● **작업 지시**:
아래 모든 항목을 수정해 "a single marker"를 "one marker"로 바꾸고 나머지는 그대로 두세요. 답에 사진은 넣지 마세요.

+===+

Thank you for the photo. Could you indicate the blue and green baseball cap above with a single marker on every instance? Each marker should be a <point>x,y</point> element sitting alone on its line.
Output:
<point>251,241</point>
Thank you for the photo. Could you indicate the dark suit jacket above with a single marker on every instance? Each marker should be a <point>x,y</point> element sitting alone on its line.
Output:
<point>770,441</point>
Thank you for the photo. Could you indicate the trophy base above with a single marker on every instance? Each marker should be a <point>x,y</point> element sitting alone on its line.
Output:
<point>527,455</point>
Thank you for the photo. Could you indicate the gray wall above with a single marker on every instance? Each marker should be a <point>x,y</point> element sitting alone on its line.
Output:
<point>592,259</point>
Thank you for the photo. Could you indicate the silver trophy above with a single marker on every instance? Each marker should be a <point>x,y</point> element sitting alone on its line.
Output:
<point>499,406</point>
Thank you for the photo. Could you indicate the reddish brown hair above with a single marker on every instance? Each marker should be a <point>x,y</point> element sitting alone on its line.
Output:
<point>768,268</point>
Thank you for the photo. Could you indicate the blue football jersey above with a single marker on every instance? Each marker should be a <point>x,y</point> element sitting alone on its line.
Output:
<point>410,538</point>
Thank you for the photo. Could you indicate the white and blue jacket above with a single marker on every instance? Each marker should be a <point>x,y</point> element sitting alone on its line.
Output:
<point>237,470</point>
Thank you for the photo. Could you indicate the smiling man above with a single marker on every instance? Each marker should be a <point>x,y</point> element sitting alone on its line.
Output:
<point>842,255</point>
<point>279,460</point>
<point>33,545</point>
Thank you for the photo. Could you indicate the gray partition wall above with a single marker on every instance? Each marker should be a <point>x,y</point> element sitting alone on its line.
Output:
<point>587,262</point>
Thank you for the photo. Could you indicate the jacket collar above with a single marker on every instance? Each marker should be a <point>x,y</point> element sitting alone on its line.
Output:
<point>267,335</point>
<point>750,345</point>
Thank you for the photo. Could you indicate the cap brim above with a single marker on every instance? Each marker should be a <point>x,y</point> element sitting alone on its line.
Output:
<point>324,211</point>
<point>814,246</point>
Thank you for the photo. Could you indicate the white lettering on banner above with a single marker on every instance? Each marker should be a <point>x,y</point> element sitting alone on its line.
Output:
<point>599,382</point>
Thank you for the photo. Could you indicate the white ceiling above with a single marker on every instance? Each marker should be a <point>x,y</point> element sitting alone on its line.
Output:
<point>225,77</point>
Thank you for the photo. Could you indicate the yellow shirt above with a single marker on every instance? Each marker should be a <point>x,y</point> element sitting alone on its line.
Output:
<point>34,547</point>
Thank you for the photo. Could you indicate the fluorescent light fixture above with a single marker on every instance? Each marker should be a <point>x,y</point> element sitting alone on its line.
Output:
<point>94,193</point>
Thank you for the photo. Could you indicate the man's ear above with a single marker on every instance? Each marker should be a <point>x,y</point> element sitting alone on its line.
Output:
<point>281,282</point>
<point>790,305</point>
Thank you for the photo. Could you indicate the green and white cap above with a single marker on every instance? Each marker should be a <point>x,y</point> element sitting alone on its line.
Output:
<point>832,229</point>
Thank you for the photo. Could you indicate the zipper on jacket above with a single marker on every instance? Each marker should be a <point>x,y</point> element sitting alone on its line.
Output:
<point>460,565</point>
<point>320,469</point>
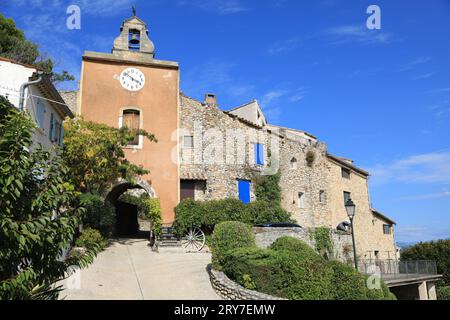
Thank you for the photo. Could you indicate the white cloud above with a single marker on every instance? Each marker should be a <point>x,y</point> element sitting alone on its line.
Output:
<point>357,34</point>
<point>218,6</point>
<point>423,168</point>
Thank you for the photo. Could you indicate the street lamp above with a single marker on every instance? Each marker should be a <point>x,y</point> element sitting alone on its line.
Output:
<point>350,207</point>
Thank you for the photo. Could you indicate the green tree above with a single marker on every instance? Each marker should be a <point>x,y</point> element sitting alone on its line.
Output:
<point>15,46</point>
<point>94,153</point>
<point>438,251</point>
<point>39,213</point>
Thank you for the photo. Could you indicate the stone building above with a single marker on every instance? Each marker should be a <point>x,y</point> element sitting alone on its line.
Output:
<point>207,153</point>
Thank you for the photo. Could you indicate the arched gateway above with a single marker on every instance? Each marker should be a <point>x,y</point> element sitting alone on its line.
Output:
<point>127,214</point>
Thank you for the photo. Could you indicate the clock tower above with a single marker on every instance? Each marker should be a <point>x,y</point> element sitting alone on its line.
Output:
<point>129,87</point>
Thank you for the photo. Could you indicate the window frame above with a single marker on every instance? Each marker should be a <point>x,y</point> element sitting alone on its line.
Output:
<point>140,144</point>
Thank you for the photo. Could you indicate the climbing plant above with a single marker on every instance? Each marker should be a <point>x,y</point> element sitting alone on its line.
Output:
<point>39,212</point>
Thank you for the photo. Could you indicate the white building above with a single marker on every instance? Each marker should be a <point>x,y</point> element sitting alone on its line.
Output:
<point>41,100</point>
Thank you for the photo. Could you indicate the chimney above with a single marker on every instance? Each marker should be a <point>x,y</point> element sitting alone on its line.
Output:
<point>211,99</point>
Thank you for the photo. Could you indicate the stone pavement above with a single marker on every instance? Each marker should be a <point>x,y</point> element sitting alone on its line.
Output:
<point>129,270</point>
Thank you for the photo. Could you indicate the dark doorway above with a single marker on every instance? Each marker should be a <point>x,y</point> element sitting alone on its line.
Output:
<point>127,219</point>
<point>187,189</point>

+===+

● **최종 결과**:
Thank you for the photo. Could you indicate the blue and green baseball cap above with one marker on every instance? Each marker should be a <point>x,y</point> element sitting alone on its line.
Output:
<point>251,241</point>
Thank you for the photo. Could you indicate the dark suit jacket above with one marker on every instance? Each marker should be a <point>x,y</point> element sitting alone on its line.
Output:
<point>770,441</point>
Thank you for the photo. Could you indicate the trophy base above with one marker on every instance? Each marker should be a <point>x,y</point> element sitting alone on its line.
Output:
<point>527,455</point>
Thank you for the photo. Could you indicate the gray wall above with one marker on every instance? Each marker should be a <point>x,y</point> element sitting alone on its line.
Output:
<point>592,259</point>
Thank you for the photo. Could you indicate the silver trophy above with one marker on every instance? Each marker should be a <point>x,y</point> element sitting alone on its line.
Output:
<point>499,406</point>
Thank you for the photo. Could you indicate the reddish brown hair above with one marker on every instance? Each marker should be a <point>x,y</point> element sitting alone on its line.
Output:
<point>768,268</point>
Thank you for the photo. Could you indicate the blue football jersey above with one marker on every instance? Each marker should be a <point>x,y</point> element sitting alone on its line.
Output:
<point>410,538</point>
Thank you for the photo. Could you indicate the white and blue jacket above with one marker on every instance? Each marker should be a <point>x,y</point> element sitting alone on its line.
Output:
<point>237,470</point>
Thank you for the photo. Could you indicate the smiling man above with one marker on every instance? Each marker should be a <point>x,y</point> element sitting alone on its line.
Output:
<point>842,255</point>
<point>279,460</point>
<point>33,545</point>
Thank you for the photo. Could you indicate the gray partition wall above with one marker on every instance? Each marker should be a <point>x,y</point> element sitting alone on its line.
Output:
<point>587,262</point>
Thank you for the photo. Could you indicate the jacket collar above with one marker on every instance? Each marker should be a <point>x,y</point> element sitting alone on its line.
Output:
<point>267,335</point>
<point>750,345</point>
Thank you for the photo. Could you indicate the cap brim above with one marker on every instance? Each marker should be a <point>x,y</point> element sitting alone on its line.
Output:
<point>324,211</point>
<point>814,246</point>
Thank you for the photo. Could you indicate the white lettering on banner above with one marker on every instance? Each marker should be a <point>x,y</point> element sitting alone on its line.
Output:
<point>599,382</point>
Thank you for the photo. Could you indicate the white ceiling above with one marker on every instance? Each marker should be a <point>x,y</point> element sitting alone on its line.
Output:
<point>225,77</point>
Thank you for the photo. Could you indicate the yellow shirt above with one marker on every instance? Each marker should be a <point>x,y</point> element sitting alone on its line.
Output:
<point>34,547</point>
Thank you for the photo. Could you indicate the fluorescent light fixture above with one marker on every instance? Each marker should be a <point>x,y</point> element sitting alone on its line.
Output:
<point>94,193</point>
Thank you for the photo. Could you indicate the man's ear above with one marker on every instance? Each marker should be a <point>x,y</point> element sitting alone on its line.
Output:
<point>281,282</point>
<point>790,305</point>
Thank you for the photo. Could you indicate the green and white cap above with one marker on every instance? Each marker should be a <point>x,y</point> element sitting alone on its line.
Output:
<point>832,229</point>
Thank you for the photo. Could you indicate the zipper on jacket above with one marker on every instance? Each marker should be a <point>x,y</point> element sitting alone on its line.
Output:
<point>460,565</point>
<point>320,469</point>
Thank you for the photo. Could you indicate the white cloud above with one marker on every instance? Each marker should be a <point>x,y</point> element sitting alone on its line.
Output:
<point>357,34</point>
<point>218,6</point>
<point>423,168</point>
Thank you for the photo. Could you indicate the street lamp above with one marker on every instance? Each marker should be a <point>x,y</point> element sitting alone on its line.
Output:
<point>350,207</point>
Thank you for the photo. Could you indicate the green tree above with one marker on every instance? Each marker should be a <point>x,y</point> element sitting alone on its line.
Output:
<point>15,46</point>
<point>94,153</point>
<point>438,251</point>
<point>39,213</point>
Thank you for the photo. Could you indicate the stone building above with one marker on every instance? Each marker should be a <point>x,y</point> element sitting alone on its line.
Output:
<point>207,153</point>
Thank you for the photo. Could you indicate the arched gateway above with one marker on every instance? Each marker should be a <point>x,y</point> element sitting alone on its line.
Output:
<point>127,214</point>
Thank you for the photo. Could you indicate the clock tower above with one marker on every instance? Each marker should be a <point>x,y</point> element sitting alone on its line.
Output:
<point>129,87</point>
Thank you for the photo. Could you indicate the window frame above with one marker on every instance? Each marker should be a <point>x,y</point> element sitting alone on its line.
Output:
<point>140,144</point>
Thank you for the photo. Could you indicate the climbing plant above with one marker on every instance? Each marker should be a <point>x,y</point> element sitting alone on its line.
Output:
<point>39,212</point>
Thank you for the photo. Could you indicate the white building above with one marker on every instance? Each marker should be a <point>x,y</point> element sitting alone on its line.
Output:
<point>41,100</point>
Thank you for the photo. Could you indicate the chimney above with one marker on every instance? Each marker should be a <point>x,y</point> element sitting alone on its line.
Output:
<point>211,99</point>
Thank you for the photo. Could you indicate the stone pavement above with one marker on every instance? Each marker should be a <point>x,y</point> element sitting alone on its line.
Output:
<point>129,270</point>
Thank you for the photo. Could you indicate the dark doorway above with one marker on every instance? Each marker should be a <point>x,y</point> element sitting alone on its line.
Output:
<point>127,219</point>
<point>187,189</point>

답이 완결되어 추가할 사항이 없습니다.